*What you are asked to do:* Give back exactly the lines from the one containing "If you could point to the person's" through the end of the records, including both, and no others.
======
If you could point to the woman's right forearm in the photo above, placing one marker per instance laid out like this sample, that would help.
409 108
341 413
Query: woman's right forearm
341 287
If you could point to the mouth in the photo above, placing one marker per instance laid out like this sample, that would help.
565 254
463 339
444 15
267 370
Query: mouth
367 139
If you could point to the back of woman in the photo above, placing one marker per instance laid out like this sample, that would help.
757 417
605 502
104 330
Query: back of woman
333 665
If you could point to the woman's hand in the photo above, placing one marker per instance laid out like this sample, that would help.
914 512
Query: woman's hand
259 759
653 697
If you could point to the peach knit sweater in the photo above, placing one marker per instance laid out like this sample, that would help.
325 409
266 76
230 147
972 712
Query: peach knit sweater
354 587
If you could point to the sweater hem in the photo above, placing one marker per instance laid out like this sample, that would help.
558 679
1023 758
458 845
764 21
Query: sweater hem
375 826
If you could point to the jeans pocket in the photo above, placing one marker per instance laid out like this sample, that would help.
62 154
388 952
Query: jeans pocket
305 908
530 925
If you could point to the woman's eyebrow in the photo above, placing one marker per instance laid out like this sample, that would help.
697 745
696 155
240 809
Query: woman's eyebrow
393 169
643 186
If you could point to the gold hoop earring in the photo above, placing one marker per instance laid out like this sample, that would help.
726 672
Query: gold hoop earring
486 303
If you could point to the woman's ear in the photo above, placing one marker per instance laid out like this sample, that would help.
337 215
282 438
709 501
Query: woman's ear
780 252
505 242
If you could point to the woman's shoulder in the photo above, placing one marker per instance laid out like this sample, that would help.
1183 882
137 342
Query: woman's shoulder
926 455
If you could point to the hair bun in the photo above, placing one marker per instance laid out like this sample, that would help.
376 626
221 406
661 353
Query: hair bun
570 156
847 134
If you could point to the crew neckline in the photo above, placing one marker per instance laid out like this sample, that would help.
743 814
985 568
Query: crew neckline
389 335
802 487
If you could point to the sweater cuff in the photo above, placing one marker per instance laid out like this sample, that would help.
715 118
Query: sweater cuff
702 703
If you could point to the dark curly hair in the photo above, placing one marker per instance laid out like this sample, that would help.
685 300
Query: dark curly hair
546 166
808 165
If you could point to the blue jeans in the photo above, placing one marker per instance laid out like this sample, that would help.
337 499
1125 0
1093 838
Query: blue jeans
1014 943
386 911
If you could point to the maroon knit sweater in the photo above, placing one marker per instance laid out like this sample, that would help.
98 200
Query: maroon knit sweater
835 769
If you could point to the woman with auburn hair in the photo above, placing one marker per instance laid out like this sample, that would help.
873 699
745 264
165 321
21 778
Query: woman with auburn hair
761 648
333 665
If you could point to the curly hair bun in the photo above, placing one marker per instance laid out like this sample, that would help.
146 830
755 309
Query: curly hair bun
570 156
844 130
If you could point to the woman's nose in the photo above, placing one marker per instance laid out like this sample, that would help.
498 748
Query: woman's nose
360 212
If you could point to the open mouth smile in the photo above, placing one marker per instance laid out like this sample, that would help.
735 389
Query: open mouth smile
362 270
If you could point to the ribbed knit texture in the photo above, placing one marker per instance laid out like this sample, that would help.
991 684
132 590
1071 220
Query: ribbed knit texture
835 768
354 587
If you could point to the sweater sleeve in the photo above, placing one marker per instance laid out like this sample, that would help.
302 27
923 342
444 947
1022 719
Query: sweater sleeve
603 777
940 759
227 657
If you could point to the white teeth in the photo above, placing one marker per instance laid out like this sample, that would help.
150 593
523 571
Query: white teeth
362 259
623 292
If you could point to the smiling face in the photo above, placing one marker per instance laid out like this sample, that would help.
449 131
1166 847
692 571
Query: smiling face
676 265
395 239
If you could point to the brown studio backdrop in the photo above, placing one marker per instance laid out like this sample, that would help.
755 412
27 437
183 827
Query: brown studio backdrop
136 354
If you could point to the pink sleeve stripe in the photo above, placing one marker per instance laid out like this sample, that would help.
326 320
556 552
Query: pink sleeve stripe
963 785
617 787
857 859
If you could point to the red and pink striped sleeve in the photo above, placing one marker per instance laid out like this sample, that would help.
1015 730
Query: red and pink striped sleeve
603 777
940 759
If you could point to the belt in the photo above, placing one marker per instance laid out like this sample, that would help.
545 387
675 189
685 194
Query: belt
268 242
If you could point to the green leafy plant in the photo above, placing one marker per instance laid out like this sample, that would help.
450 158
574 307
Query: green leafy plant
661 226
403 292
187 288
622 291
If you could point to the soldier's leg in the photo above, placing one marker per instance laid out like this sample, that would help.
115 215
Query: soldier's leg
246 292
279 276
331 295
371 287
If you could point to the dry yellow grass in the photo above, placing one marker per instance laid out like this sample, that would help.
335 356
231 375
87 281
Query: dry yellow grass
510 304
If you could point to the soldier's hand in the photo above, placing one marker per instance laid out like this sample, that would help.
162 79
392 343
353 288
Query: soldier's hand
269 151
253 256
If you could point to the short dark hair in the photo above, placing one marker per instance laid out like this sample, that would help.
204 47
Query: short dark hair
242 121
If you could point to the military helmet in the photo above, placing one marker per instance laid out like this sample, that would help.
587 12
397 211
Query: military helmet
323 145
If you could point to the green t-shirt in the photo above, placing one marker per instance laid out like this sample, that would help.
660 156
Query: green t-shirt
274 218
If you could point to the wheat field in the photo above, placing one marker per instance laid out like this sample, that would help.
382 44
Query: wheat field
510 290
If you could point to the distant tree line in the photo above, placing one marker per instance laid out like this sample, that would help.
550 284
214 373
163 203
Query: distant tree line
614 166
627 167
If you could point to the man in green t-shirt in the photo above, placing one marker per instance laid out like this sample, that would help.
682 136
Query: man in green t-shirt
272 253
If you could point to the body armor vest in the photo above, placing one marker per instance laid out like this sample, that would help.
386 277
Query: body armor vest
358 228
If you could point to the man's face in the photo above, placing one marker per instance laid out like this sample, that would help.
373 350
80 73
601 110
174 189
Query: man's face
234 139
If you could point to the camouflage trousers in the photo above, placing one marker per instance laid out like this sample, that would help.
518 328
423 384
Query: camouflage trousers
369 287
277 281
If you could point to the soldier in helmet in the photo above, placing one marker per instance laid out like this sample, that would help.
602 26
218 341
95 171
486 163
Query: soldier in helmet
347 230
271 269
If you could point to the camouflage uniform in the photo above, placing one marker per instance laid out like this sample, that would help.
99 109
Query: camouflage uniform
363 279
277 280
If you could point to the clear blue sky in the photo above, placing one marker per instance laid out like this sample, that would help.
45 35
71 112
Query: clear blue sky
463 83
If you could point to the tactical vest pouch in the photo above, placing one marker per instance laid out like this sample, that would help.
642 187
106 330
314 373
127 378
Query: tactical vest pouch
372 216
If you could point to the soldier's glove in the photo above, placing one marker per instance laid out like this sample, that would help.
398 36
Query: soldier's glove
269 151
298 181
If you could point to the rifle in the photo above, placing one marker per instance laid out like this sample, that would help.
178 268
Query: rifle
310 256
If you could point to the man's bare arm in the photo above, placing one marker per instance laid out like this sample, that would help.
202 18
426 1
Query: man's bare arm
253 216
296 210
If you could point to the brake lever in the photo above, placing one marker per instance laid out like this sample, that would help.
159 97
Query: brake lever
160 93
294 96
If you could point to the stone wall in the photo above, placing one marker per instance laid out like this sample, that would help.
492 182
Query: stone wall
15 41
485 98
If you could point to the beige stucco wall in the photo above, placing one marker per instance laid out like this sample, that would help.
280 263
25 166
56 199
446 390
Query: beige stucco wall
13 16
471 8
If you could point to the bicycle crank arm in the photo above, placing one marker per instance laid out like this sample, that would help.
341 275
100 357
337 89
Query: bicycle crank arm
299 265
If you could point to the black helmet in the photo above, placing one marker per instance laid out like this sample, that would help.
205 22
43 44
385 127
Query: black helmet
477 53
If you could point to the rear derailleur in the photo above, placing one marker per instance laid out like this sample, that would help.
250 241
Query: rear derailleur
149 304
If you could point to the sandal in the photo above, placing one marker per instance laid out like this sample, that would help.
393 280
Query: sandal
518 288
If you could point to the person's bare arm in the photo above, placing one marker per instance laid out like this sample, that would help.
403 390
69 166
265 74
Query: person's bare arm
======
*The answer:*
If you could point to the person's bare arm in the photo above, placing one marker per instance laid out like this sample, that would help.
403 390
69 166
265 74
Query: person's bare arm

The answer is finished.